ЗАДАНИЯ:
A – Перескажите в виде краткого списка абзац из текста о фильме «Жилец» и рассказе «Палата № 6», который начинается словами «Герой фильма Романа Поланского». Основные факты должны сохраниться.
B – От чего, согласно тексту о фильме «Жилец» и рассказе «Палата № 6», скончался доктор Рагин?
C – Продолжите текст о фильме «Жилец» и рассказе «Палата № 6» с того места, на котором он заканчивается.

ФРАГМЕНТ ТЕКСТА:

☆ ☆ ☆

Герой фильма Романа Поланского «Жилец» (1976), эмигрант Треловский, как и герой «Палаты № 6» Иван Дмитрич Громов, одержим манией преследования. Треловский пытается выяснить, почему из окна квартиры, которую он снимает, выбросилась девушка. Герой постепенно буквально влезает в шкуру девушки-самоубийцы. В какой-то момент Треловский ловит себя на том, что начинает терять свою личность, а вместе с личностью и разум. Не теми же ли самыми мотивами руководствуется другой герой рассказа «Палата № 6» – лечащий врач Громова, «замечательный человек в своем роде» Андрей Ефимыч Рагин? Сначала Рагин ведет с больным многочасовые душеспасительные беседы, что вызывает здоровое подозрение у недалекого окружения, а затем Рагин водворяется местным обществом в палату для душевнобольных. В первый и последний день своего пребывания в сумасшедшем доме в качестве пациента доктор Рагин, точно так же как и эмигрант Треловский, навестивший прикованную к больничной койке парижанку, как бы не уверен в том, что все это происходит с ним. И физическая смерть Рагина – доктор скончался от апоплексического удара – вовсе не означает того, что он покинул палату № 6. В палате осталась, если угодно, его душа – несгибаемый пациент Громов. Так же и Треловский не может покинуть больничную палату. Он обнаруживает себя в ней даже не после одного, а после нескольких самоубийств.

☆ ☆ ☆

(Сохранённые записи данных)
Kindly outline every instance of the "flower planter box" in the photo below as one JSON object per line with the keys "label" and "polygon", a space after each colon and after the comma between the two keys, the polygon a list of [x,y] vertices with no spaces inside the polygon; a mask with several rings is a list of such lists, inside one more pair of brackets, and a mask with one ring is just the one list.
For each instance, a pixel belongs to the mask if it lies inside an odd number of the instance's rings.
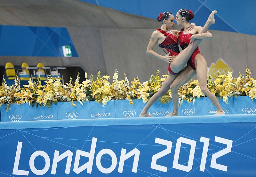
{"label": "flower planter box", "polygon": [[[228,98],[228,104],[222,100],[218,100],[225,114],[234,114],[234,97]],[[203,116],[213,115],[217,112],[216,107],[212,104],[209,98],[196,98],[195,104],[185,100],[179,108],[179,116]]]}
{"label": "flower planter box", "polygon": [[253,102],[248,96],[234,97],[234,110],[235,114],[256,114],[256,102]]}
{"label": "flower planter box", "polygon": [[49,108],[40,106],[36,108],[28,104],[13,103],[11,106],[11,110],[6,112],[7,106],[3,105],[1,107],[1,122],[57,119],[57,105],[54,104]]}
{"label": "flower planter box", "polygon": [[58,119],[115,117],[114,101],[108,102],[104,107],[95,101],[86,102],[83,103],[83,105],[78,102],[75,104],[76,106],[73,106],[71,102],[58,103]]}
{"label": "flower planter box", "polygon": [[[130,104],[129,101],[127,100],[115,100],[115,102],[116,117],[120,118],[139,117],[147,103],[143,103],[142,99],[135,100],[132,105]],[[172,111],[172,102],[163,104],[158,101],[152,105],[148,113],[154,117],[165,116]]]}

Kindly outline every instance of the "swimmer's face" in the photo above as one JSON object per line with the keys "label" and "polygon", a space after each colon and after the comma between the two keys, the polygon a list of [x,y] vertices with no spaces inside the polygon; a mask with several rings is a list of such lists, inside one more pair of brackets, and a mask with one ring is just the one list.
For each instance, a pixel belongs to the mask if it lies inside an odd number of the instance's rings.
{"label": "swimmer's face", "polygon": [[166,27],[168,28],[171,29],[173,27],[174,21],[175,21],[174,16],[172,15],[167,20],[164,20],[166,22]]}
{"label": "swimmer's face", "polygon": [[182,17],[180,14],[179,12],[177,12],[176,14],[176,18],[175,19],[175,21],[177,22],[177,25],[181,25],[182,24]]}

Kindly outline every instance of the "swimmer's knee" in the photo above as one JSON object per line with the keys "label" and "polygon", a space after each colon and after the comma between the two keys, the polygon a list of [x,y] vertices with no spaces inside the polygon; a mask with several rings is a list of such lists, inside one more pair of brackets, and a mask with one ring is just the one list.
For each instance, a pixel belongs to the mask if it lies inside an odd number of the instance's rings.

☆ ☆ ☆

ОТВЕТЫ:
A –
- Эмигрант Треловский, герой фильма Романа Поланского «Жилец» (1976), одержим манией преследования, как и Иван Дмитрич Громов из «Палаты № 6».
- Треловский выясняет, почему из окна снимаемой им квартиры выбросилась девушка. Постепенно он влезает в её шкуру и начинает терять личность и разум.
- В тексте ставится вопрос, не теми же ли мотивами руководствуется лечащий врач Громова Андрей Ефимыч Рагин.
- Рагин ведёт с больным многочасовые беседы. Это вызывает подозрение у окружения, и местное общество помещает его самого в палату для душевнобольных.
- В сумасшедшем доме Рагин будто не уверен, что всё это происходит с ним. Так же было с Треловским, когда тот навещал прикованную к койке парижанку.
- Рагин умирает от апоплексического удара, но его душа, пациент Громов, остаётся в палате № 6.
- Треловский тоже не может покинуть больничную палату и обнаруживает себя в ней после нескольких самоубийств.

B – От апоплексического удара.

C –
Мы не случайно обратились к проблеме, очерченной Выготским: каково же безумие Гамлета – мнимое или подлинное? Возможно, сам Гамлет и «выкарабкался», сохранив свой разум ясным до последнего вздоха, но сколько треловских и громовых, громовых и рагиных застряло в этой проблеме! Сколько идеалистов восприняли призыв апостола Павла «быть безумным, чтобы не быть мудрым» буквально или оказались в опасной близости от черты физического безумия! Казалось бы, от безумия до духовной реальности рукой подать, на самом же деле отказ от своей личности, добровольный или вынужденный, сфабрикованный окружающими или самим собой, тщательно спланированный или заставший врасплох (во второе верится меньше), означает и отказ от реальности. Однако фильм Поланского не о том, как и почему некий «маленький» или, с поправкой Киры Муратовой, «второстепенный» [347] человек сходит с ума, а о том, что свихнулся мир, что мир безнадежно болен. В изоляции и колпаке дурака нуждается прагматичный, алчный, иррациональный, кровожадный мир, а не отдельно взятый эмигрант Треловский. «9 августа 1969 года лидер хипповской коммуны Чарльз Мэнсон, называвший себя “Иисусом-Сатаной”, и его “племя” под безобидную песенку Helter-Skelter зверски убили беременную жену Полански Шерон Тэйт и нескольких ее друзей» [348] . И это себе позволили, правда, уже на излете эпохи фестивалей, поборники свободы хиппи, которые не только были далеки от насилия, но не позволяли себе «нависать» над другим и обременять его собой и своим взглядом на жизнь. И еще мир свихнулся, потому что одержим желанием не только лишить тебя близких людей, но и выбить у тебя из-под ног тебя самого, заменив тебя другим. Злая шутка? Да нет – статистика. Не ты первый, не ты последний. И сколько не раззявливай рот в крике, если лицо забинтовано, ты никогда не узнаешь, ты это кричишь или выбросившаяся из окна парижанка. Правда, возможна и другая трактовка этой экспрессионистской метафоры. Не скрывается ли за образом «парижанки» трагически погибшая жена Поланского Шерон Тэйт, на месте которой, как, вероятно, считал Поланский, должен был оказаться он? Но это только догадка.
347
Здесь имеется в виду фильм Киры Муратовой «Второстепенные люди» (2001).
348
Денисова С. Хиппи // Story. 2008. № 10. С. 111.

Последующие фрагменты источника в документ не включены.